REQUIRED ACTION –
Could you print every record below exactly as written?

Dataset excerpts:
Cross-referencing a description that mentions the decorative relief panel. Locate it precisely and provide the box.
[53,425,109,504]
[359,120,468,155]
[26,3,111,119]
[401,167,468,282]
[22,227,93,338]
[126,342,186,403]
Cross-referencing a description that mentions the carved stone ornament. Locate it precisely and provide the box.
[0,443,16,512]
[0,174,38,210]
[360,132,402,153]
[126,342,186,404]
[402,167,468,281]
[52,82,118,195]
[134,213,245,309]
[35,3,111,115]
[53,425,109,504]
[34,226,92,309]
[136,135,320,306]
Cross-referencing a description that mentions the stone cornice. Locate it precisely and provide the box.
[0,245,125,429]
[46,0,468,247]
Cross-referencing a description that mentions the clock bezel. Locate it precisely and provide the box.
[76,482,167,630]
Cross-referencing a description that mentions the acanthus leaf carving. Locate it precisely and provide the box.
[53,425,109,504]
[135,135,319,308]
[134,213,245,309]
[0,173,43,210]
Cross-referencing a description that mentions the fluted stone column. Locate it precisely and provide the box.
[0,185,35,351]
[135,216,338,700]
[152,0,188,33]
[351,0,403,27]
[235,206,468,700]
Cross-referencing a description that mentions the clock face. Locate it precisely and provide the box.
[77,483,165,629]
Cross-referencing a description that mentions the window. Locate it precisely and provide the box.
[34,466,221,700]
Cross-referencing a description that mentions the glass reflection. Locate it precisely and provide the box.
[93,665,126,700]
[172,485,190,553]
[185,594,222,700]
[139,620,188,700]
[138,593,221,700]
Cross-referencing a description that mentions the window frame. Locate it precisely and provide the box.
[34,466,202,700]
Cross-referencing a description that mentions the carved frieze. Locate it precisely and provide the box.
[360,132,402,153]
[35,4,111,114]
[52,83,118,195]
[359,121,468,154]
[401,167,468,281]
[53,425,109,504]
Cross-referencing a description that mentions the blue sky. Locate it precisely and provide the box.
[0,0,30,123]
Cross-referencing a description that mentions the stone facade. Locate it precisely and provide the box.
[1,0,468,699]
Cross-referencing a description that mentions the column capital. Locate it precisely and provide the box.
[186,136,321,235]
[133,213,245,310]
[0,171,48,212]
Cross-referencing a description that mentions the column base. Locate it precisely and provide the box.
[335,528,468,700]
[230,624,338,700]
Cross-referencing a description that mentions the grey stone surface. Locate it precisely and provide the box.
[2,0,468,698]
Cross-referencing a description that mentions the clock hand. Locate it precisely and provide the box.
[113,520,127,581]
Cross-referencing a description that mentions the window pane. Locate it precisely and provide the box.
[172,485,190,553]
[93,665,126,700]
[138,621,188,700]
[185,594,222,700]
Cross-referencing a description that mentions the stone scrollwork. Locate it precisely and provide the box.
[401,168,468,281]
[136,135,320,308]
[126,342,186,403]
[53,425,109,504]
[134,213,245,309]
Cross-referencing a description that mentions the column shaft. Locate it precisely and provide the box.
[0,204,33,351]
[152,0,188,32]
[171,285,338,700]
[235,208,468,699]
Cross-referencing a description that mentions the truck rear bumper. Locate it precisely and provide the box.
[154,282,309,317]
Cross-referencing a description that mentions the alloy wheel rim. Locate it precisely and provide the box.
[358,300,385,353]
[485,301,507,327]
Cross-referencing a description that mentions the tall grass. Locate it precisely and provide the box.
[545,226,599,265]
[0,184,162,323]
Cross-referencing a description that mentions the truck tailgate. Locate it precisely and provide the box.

ANSWER FOR THIS EXERCISE –
Cross-referencing a description that mentions the decorative relief panel. Locate it precisely and provide the box.
[53,425,109,504]
[359,120,468,155]
[26,3,111,119]
[401,167,468,282]
[22,227,93,338]
[126,342,186,403]
Cross-referencing a description that mentions the carved stone ornament. Locate it precisely and provide the box.
[0,443,16,512]
[0,174,38,210]
[360,132,402,153]
[126,342,186,404]
[402,167,468,281]
[52,82,118,195]
[134,213,245,309]
[35,3,111,115]
[53,425,109,504]
[34,226,92,309]
[136,135,320,306]
Cross-referencing a description that mentions the stone cornice. Locate it precisely and provide the box.
[0,245,125,429]
[46,0,468,247]
Cross-referencing a description that mentions the clock bezel. Locate it precisely and provide the box.
[76,482,167,630]
Cross-referencing a description that mentions the acanthus leaf carving. Locate it precisely and provide the box.
[53,425,109,504]
[135,135,319,308]
[134,213,245,309]
[0,173,43,210]
Cross-referencing a description that mentions the fluted stone column. Locate it precisely and provide the box.
[0,185,35,351]
[135,216,338,700]
[152,0,188,33]
[351,0,403,27]
[235,206,468,700]
Cross-referencing a description that mentions the clock face. Locate it precisely and provide the box.
[77,483,165,629]
Cross-referencing a description that mentions the window. Locate it precisely and provide the box.
[34,466,221,700]
Cross-referencing a description that mentions the glass reflection. Locate it precisely and provide the box.
[93,665,126,700]
[172,485,190,553]
[185,594,222,700]
[139,620,188,700]
[138,593,221,700]
Cross-referencing a description that mentions the window frame. Locate it precisely and provide the box.
[34,466,202,700]
Cross-referencing a description that mentions the carved frieze. Locate it precisely and provide the box.
[360,132,402,153]
[35,4,111,114]
[52,83,118,195]
[359,121,468,154]
[401,167,468,281]
[53,425,109,504]
Cross-referencing a description that mentions the blue sky. Locate it precisely and provide the box.
[0,0,30,123]
Cross-referencing a description that mentions the stone facade. Locate it precisely and provide the box.
[1,0,468,699]
Cross-referencing a description that mentions the column capital. Locate it precisely and provide the box.
[186,136,321,235]
[133,213,245,310]
[0,171,48,212]
Cross-referencing a description that mentions the column base. Locate it precisely and provide the box.
[335,528,468,700]
[230,624,338,700]
Cross-referencing a description that mentions the grey stone surface. Locate it precisely and provide the box.
[2,0,468,698]
Cross-referencing a description that mentions the clock hand. Locate it precisely and provide the box.
[113,520,127,581]
Cross-referencing a description that mentions the window pane. Locate it precisely and provide the box.
[172,485,190,553]
[93,665,126,700]
[138,621,188,700]
[185,594,222,700]
Cross-referencing a description that mentions the stone scrollwork. Locate it precisely and provide the box.
[401,168,468,281]
[136,135,320,308]
[126,342,186,403]
[53,425,109,504]
[134,213,245,309]
Cross-referencing a description that mentions the column shaft. Locate it precisely and provide the box.
[0,204,33,351]
[152,0,188,32]
[171,285,338,700]
[235,208,468,699]
Cross-referencing a description that mentions the truck rear bumper. Locate it precisely and provide the box.
[154,282,309,317]
Cross-referencing a description that mentions the alloy wheel rim. Locate it precisely and provide the box.
[358,300,385,353]
[485,301,507,327]
Cross-referencing a description that mentions the tall grass. Locate it precisely and provide the box.
[545,226,599,265]
[0,184,162,323]
Cross-referencing a description that mentions the truck tailgate. Locate it precisely and provide the box.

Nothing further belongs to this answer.